== Objective ==
Update the entries below: write them out again with "pin" replaced by "marker" and every other word unchanged. Leave the pictures out of your output.

[begin Extracted records]

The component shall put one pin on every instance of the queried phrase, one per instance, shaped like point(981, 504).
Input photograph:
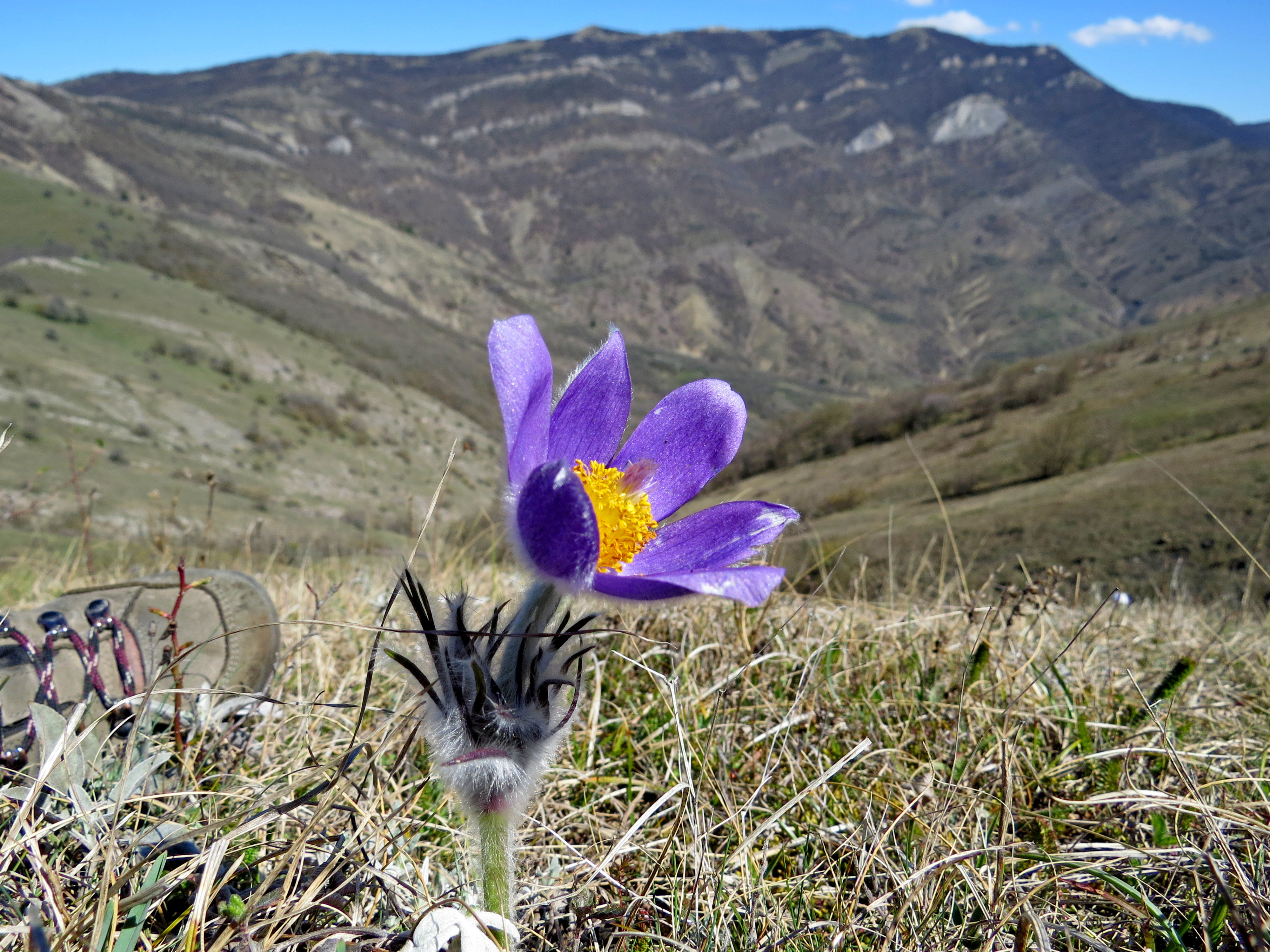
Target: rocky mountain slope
point(1061, 463)
point(154, 389)
point(805, 213)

[end Extracted records]

== Result ==
The component shall put one marker on every instance of the queried phrase, one per instance, shaped like point(981, 504).
Input photograph:
Target: rocky mountain slope
point(1061, 463)
point(154, 389)
point(805, 213)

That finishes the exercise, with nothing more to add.